(EXERCISE A)
Using the article on restoring the body's balance through diet, answer the following:
(i) How long should the break from all sugars last?
(ii) Which bitter products does the writer tend to take during this period?
(iii) What does the writer eat for emergencies?
(EXERCISE B) Reproduce verbatim the portion of the article on restoring the body's balance from "During this period" to "and some licorice.".

(EXCERPT PROVIDED)
Body's balance can be restored by eating the right thing

1. The sugar break: The diet books that seem to work all stress the need to re-set the body, especially the pancreas, by taking…

1. The sugar break: The diet books that seem to work all stress the need to re-set the body, especially the pancreas, by taking a two to four week break from all sugars including pastas, grains and alcohol.

During this period I would tend to take bitter products, like burdock root or Pau D'Arco, and use foods that draw on sour taste constantly, of which more below. For emergencies I eat potatoes, okra, and some licorice.

(ENTRIES SHOWN)
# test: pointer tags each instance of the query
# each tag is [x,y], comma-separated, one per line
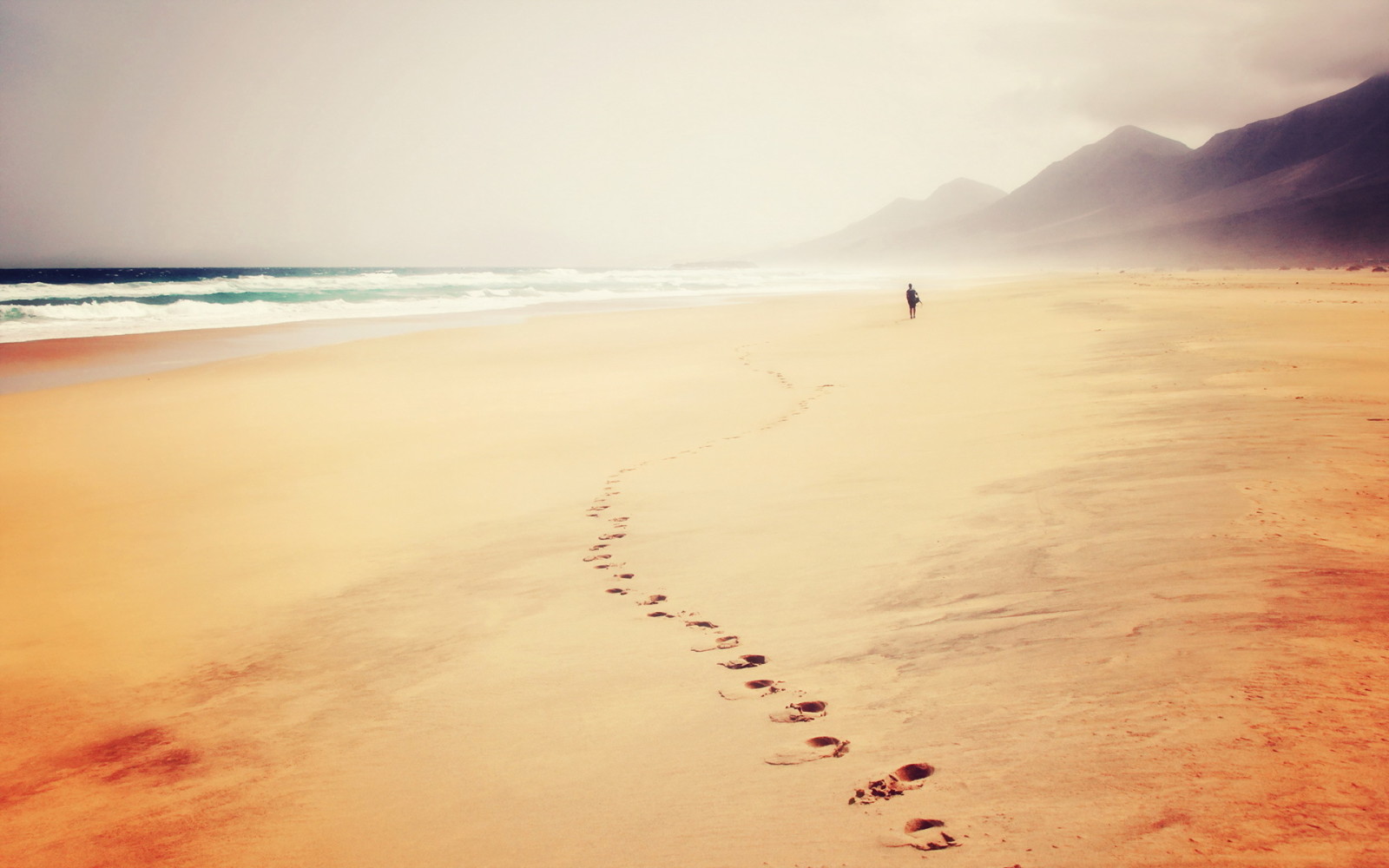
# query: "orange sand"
[1108,553]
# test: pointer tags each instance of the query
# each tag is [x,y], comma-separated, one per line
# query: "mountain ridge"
[1313,182]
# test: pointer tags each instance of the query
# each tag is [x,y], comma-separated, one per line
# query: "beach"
[1070,571]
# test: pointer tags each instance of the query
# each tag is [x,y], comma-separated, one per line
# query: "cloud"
[1191,69]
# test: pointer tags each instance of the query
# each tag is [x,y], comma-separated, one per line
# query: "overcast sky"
[590,132]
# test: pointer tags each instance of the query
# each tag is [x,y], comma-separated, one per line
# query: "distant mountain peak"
[1138,141]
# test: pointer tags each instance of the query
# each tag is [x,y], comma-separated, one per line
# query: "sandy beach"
[1071,571]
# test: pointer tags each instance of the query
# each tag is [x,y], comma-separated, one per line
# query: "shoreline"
[28,365]
[1092,564]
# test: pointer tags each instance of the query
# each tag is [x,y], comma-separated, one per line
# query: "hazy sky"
[437,132]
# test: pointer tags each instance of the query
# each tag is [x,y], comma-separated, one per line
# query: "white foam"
[363,295]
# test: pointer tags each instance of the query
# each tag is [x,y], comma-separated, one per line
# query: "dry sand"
[1108,553]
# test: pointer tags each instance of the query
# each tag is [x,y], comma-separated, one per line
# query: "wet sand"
[1078,571]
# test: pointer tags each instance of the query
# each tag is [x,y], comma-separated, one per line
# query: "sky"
[592,132]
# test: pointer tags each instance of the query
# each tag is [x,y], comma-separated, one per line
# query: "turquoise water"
[38,305]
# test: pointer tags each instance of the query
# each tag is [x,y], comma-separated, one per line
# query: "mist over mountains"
[1310,187]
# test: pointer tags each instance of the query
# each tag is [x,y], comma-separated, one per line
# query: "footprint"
[905,778]
[820,747]
[923,835]
[756,689]
[747,661]
[722,643]
[800,713]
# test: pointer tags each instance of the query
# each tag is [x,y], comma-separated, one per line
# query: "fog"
[597,132]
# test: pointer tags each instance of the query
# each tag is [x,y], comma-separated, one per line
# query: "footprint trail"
[918,833]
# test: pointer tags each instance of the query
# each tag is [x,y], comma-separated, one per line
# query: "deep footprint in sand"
[820,747]
[925,835]
[722,643]
[747,661]
[900,781]
[800,713]
[754,689]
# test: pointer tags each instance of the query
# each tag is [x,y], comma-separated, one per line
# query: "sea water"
[42,303]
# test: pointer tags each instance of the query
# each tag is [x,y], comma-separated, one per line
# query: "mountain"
[949,201]
[1310,185]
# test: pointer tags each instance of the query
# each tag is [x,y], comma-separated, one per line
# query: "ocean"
[43,303]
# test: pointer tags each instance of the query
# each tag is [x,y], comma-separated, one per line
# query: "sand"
[1104,555]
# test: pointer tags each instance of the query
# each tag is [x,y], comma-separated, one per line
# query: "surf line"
[602,556]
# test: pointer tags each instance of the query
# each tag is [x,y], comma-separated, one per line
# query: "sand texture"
[1067,573]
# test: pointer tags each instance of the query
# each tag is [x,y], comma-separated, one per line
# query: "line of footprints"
[918,833]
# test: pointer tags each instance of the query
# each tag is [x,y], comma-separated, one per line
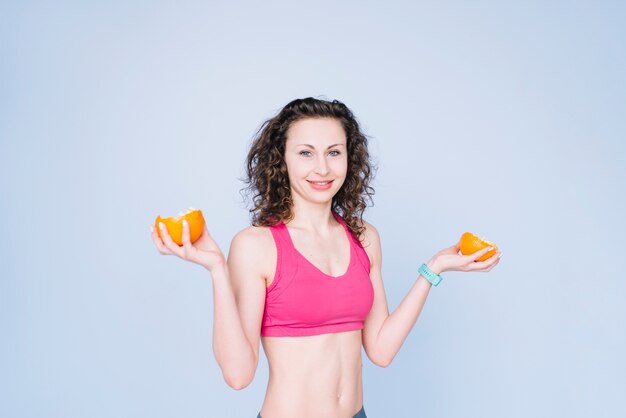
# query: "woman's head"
[318,140]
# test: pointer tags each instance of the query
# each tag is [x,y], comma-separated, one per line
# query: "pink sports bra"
[302,300]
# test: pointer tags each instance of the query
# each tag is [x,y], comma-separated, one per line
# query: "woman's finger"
[158,242]
[187,247]
[169,243]
[484,265]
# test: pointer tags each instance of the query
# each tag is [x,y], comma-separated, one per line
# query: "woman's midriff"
[314,376]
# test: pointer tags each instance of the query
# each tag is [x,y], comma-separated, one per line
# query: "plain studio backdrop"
[506,119]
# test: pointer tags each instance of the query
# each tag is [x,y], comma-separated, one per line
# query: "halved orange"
[470,243]
[174,225]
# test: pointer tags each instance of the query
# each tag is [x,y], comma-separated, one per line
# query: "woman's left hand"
[449,259]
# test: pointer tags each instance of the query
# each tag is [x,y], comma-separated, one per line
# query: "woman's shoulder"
[253,246]
[370,234]
[253,236]
[371,242]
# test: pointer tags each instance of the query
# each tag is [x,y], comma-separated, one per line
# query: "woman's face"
[316,155]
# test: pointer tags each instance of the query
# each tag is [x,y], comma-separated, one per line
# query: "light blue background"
[502,118]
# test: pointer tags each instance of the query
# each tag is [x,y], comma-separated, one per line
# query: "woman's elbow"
[239,382]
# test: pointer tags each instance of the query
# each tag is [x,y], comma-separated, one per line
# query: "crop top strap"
[356,244]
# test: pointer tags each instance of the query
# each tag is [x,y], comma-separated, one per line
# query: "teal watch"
[429,275]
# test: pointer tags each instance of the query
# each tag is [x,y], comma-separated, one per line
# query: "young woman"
[305,278]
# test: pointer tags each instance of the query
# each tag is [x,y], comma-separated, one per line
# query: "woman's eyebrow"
[312,147]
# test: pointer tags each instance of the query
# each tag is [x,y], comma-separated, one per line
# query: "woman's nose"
[322,166]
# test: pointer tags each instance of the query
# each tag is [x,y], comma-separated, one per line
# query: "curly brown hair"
[266,170]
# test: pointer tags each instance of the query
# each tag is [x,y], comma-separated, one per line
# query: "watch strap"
[429,275]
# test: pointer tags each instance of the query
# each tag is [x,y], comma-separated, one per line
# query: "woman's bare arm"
[238,301]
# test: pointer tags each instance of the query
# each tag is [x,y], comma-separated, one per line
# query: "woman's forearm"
[397,326]
[231,348]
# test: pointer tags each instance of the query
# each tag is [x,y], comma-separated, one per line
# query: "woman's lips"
[321,185]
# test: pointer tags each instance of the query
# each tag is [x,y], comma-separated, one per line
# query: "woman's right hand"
[204,251]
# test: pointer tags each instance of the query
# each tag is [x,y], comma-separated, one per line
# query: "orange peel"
[174,225]
[470,243]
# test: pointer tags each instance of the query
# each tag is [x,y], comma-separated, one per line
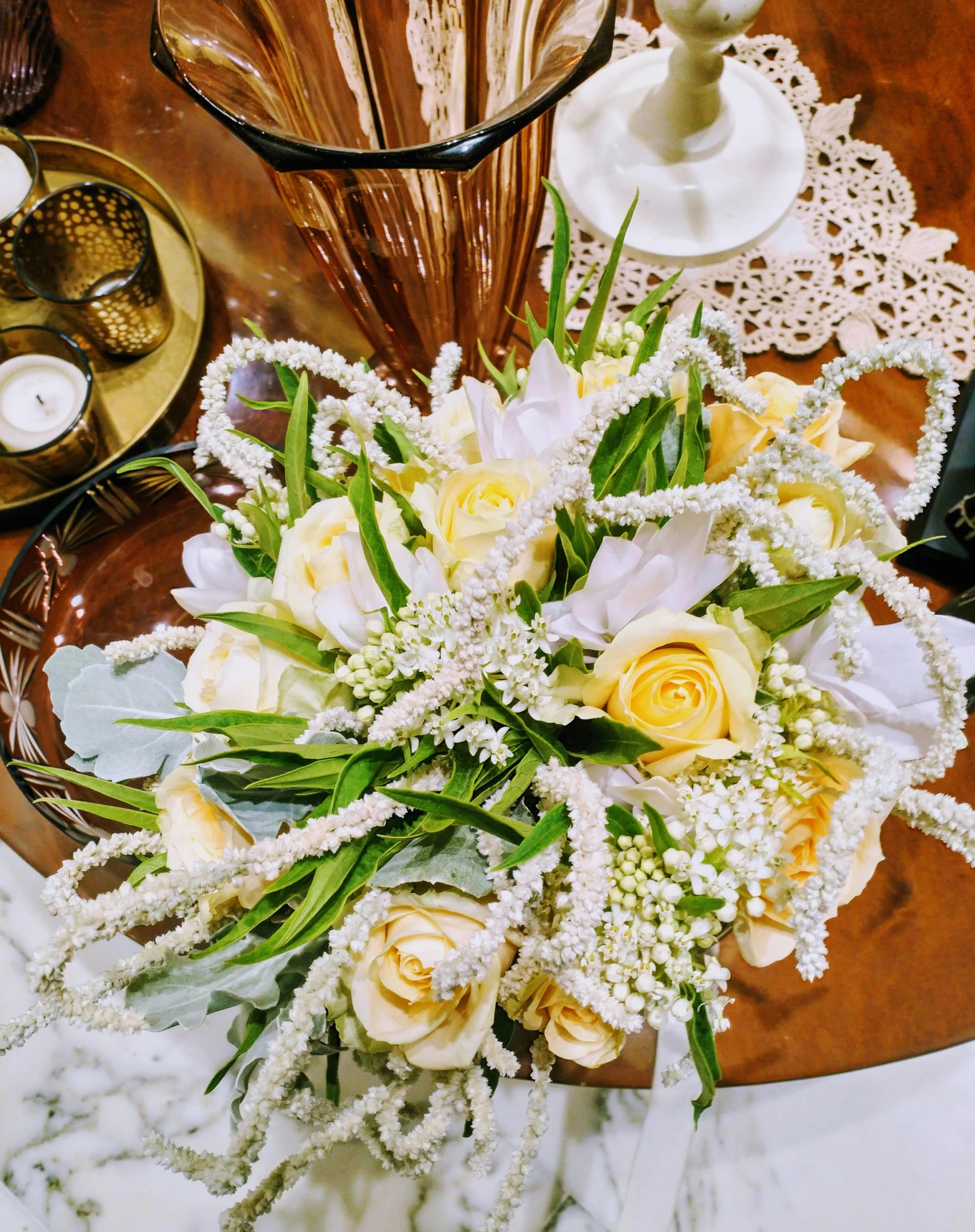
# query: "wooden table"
[902,955]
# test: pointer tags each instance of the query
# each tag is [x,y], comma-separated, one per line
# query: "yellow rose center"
[673,689]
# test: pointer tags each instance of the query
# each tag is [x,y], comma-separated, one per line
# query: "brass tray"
[142,397]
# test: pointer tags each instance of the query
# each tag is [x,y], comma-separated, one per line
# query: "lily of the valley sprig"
[496,721]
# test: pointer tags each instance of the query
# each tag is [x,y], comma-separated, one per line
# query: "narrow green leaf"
[643,311]
[586,345]
[547,831]
[135,796]
[528,602]
[582,287]
[374,545]
[621,821]
[699,905]
[296,454]
[463,812]
[507,385]
[535,332]
[555,328]
[290,637]
[111,812]
[605,742]
[659,833]
[783,609]
[178,472]
[651,343]
[147,869]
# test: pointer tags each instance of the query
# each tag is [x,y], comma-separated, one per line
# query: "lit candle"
[15,182]
[41,397]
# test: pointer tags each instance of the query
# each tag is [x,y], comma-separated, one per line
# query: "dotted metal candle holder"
[78,446]
[89,248]
[10,284]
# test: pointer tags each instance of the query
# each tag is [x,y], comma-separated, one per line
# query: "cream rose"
[196,827]
[235,671]
[474,507]
[391,985]
[824,513]
[312,557]
[571,1030]
[766,939]
[735,434]
[685,682]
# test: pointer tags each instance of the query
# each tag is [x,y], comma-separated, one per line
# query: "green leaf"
[504,381]
[586,345]
[149,868]
[555,328]
[374,545]
[459,811]
[102,695]
[699,905]
[184,991]
[448,858]
[528,602]
[650,345]
[659,833]
[296,453]
[394,441]
[621,821]
[701,1042]
[143,801]
[547,831]
[290,637]
[643,311]
[178,472]
[605,742]
[783,609]
[535,333]
[111,812]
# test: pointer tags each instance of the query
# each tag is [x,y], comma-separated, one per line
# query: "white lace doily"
[848,261]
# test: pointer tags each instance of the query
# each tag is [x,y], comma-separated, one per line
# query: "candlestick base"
[715,201]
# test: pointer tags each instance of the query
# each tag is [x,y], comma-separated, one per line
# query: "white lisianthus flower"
[216,574]
[890,698]
[236,671]
[346,607]
[668,567]
[391,985]
[532,424]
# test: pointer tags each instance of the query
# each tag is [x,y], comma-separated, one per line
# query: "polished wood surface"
[902,955]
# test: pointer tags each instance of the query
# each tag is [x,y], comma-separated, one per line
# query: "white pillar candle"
[15,182]
[41,396]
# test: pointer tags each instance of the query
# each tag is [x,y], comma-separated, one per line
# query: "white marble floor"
[884,1149]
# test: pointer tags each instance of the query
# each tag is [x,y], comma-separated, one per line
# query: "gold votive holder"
[19,192]
[89,248]
[49,404]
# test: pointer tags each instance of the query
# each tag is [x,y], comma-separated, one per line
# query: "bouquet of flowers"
[500,720]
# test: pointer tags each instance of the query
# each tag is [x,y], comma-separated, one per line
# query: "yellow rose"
[391,984]
[198,828]
[766,939]
[454,423]
[603,373]
[571,1030]
[236,671]
[312,557]
[824,513]
[684,682]
[474,507]
[735,434]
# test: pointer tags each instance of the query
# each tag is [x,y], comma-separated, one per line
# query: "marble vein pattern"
[884,1149]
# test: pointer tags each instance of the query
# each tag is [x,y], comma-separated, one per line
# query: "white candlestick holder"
[713,148]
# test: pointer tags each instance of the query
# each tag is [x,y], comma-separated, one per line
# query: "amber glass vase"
[407,138]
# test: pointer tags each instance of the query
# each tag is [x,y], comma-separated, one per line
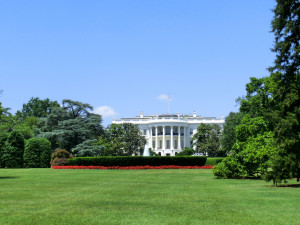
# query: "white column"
[164,138]
[172,145]
[179,141]
[156,138]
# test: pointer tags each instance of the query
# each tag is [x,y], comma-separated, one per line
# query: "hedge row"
[138,161]
[213,161]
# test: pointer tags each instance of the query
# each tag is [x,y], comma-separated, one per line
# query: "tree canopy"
[270,129]
[70,125]
[207,139]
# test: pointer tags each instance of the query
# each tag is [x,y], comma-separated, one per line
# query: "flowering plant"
[132,167]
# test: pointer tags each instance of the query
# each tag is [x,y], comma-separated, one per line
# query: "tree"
[207,139]
[70,125]
[37,108]
[37,153]
[251,152]
[228,137]
[123,139]
[187,151]
[88,148]
[14,149]
[285,72]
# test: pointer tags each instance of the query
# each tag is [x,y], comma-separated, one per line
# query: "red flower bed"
[132,167]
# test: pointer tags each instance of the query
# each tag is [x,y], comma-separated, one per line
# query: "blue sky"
[120,56]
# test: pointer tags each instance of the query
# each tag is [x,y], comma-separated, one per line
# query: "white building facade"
[169,134]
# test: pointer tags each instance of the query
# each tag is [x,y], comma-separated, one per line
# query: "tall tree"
[207,139]
[286,28]
[12,156]
[71,124]
[228,137]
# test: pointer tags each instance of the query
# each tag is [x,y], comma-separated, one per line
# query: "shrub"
[37,153]
[230,167]
[60,162]
[213,161]
[60,156]
[138,161]
[186,151]
[13,150]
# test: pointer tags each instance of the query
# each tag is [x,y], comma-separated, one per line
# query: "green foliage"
[213,161]
[248,159]
[12,156]
[37,153]
[37,108]
[70,125]
[59,157]
[88,148]
[286,76]
[3,138]
[229,168]
[122,140]
[138,161]
[207,139]
[186,151]
[228,137]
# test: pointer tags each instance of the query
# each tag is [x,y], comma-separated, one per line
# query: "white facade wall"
[158,130]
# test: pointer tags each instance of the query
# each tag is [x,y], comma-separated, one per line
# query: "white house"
[169,134]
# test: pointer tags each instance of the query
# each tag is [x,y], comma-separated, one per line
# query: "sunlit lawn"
[46,196]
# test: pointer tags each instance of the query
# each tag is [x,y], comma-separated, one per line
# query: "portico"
[169,134]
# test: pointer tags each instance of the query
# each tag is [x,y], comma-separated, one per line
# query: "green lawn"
[46,196]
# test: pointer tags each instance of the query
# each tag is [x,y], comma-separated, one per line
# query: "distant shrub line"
[123,161]
[132,167]
[213,161]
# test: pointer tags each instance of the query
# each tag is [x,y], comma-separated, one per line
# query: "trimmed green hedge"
[213,161]
[138,161]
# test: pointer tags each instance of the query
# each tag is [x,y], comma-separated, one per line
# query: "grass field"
[46,196]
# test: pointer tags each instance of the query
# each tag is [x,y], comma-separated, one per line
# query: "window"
[168,144]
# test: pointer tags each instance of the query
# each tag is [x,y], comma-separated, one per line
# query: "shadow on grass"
[290,185]
[8,178]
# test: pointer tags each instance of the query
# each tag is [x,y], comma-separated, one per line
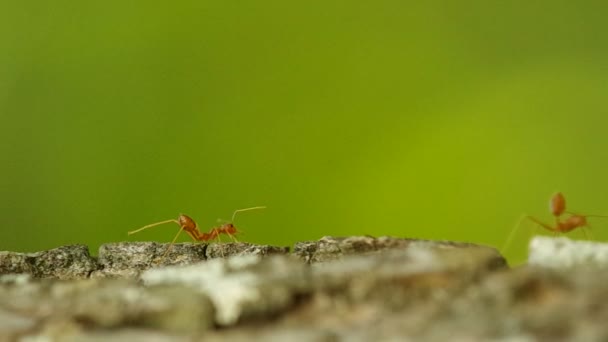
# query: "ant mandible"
[187,224]
[557,206]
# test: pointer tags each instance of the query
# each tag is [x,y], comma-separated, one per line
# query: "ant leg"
[507,243]
[171,244]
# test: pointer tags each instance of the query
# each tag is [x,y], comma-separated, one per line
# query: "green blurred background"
[436,120]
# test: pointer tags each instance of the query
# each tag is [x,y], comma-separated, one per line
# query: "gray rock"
[240,287]
[223,250]
[330,248]
[129,259]
[562,252]
[68,262]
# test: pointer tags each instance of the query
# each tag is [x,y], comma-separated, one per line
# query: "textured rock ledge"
[334,289]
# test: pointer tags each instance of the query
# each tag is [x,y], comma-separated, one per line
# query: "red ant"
[188,225]
[557,206]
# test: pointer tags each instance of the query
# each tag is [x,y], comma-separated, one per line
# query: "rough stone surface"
[68,262]
[128,259]
[563,252]
[334,289]
[330,248]
[223,250]
[241,286]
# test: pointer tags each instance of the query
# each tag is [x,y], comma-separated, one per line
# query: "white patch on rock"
[231,292]
[562,252]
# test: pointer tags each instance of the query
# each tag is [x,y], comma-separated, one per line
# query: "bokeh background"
[435,120]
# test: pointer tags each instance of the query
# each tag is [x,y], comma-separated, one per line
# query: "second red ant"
[187,224]
[557,206]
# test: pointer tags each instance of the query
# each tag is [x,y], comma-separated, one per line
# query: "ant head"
[186,222]
[557,204]
[577,221]
[229,229]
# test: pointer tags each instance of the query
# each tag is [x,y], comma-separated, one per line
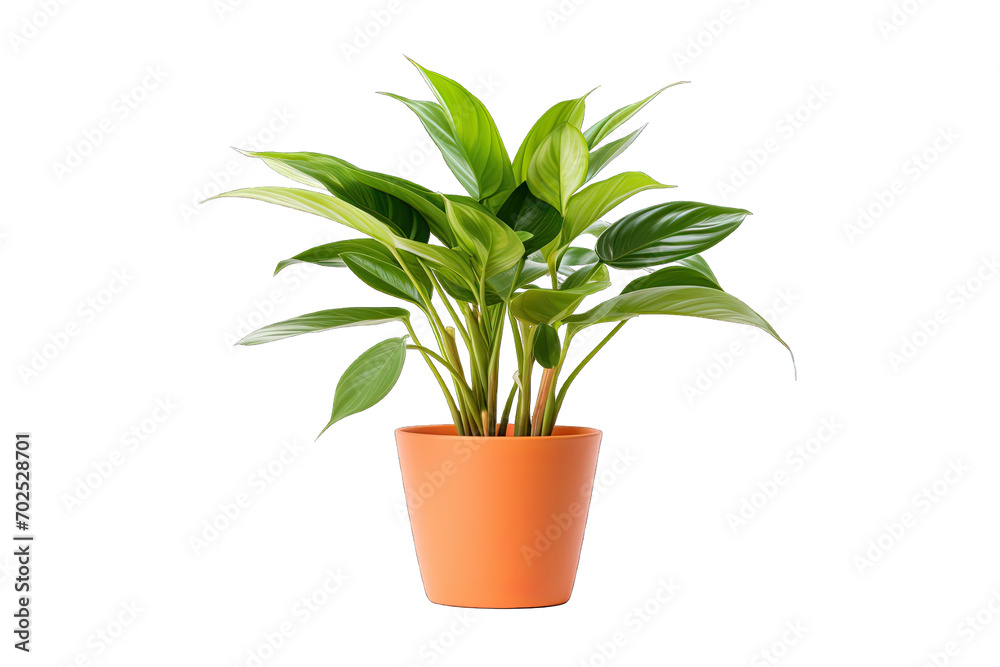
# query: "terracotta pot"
[498,522]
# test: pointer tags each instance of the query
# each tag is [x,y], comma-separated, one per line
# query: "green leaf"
[321,204]
[336,318]
[702,302]
[436,123]
[666,233]
[673,276]
[586,206]
[535,306]
[570,111]
[602,128]
[368,380]
[476,133]
[387,277]
[329,254]
[559,166]
[601,157]
[546,347]
[493,245]
[524,212]
[344,181]
[585,274]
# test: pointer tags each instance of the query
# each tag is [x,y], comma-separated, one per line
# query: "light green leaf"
[368,380]
[476,133]
[344,181]
[535,306]
[436,123]
[546,346]
[323,320]
[666,233]
[387,277]
[586,206]
[493,245]
[570,111]
[601,157]
[321,204]
[596,133]
[702,302]
[329,254]
[559,166]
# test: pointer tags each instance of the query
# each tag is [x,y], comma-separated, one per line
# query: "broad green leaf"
[436,123]
[602,128]
[586,206]
[524,212]
[666,233]
[368,380]
[336,318]
[601,157]
[597,228]
[343,181]
[531,272]
[672,276]
[535,306]
[570,111]
[454,264]
[322,204]
[559,166]
[702,302]
[546,346]
[585,274]
[574,256]
[493,245]
[386,276]
[329,254]
[476,133]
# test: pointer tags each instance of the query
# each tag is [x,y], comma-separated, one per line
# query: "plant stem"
[576,371]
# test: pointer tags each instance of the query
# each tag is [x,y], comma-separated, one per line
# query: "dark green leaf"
[547,348]
[666,233]
[524,212]
[368,380]
[323,320]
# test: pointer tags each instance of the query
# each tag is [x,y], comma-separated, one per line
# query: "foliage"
[517,225]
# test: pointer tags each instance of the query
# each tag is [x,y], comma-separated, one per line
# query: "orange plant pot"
[498,522]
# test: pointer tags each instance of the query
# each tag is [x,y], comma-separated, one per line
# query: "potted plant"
[499,497]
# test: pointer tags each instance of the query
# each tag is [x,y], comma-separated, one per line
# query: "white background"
[868,100]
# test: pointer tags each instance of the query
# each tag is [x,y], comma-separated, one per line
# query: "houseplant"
[498,498]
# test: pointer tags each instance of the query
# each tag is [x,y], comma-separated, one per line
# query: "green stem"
[576,371]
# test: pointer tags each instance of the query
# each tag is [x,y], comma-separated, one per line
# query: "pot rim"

(PROBLEM SOLUTION A)
(i) Two to four weeks.
(ii) Burdock root or Pau D'Arco.
(iii) Potatoes, okra, and some licorice.

(PROBLEM SOLUTION B)
During this period I would tend to take bitter products, like burdock root or Pau D'Arco, and use foods that draw on sour taste constantly, of which more below. For emergencies I eat potatoes, okra, and some licorice.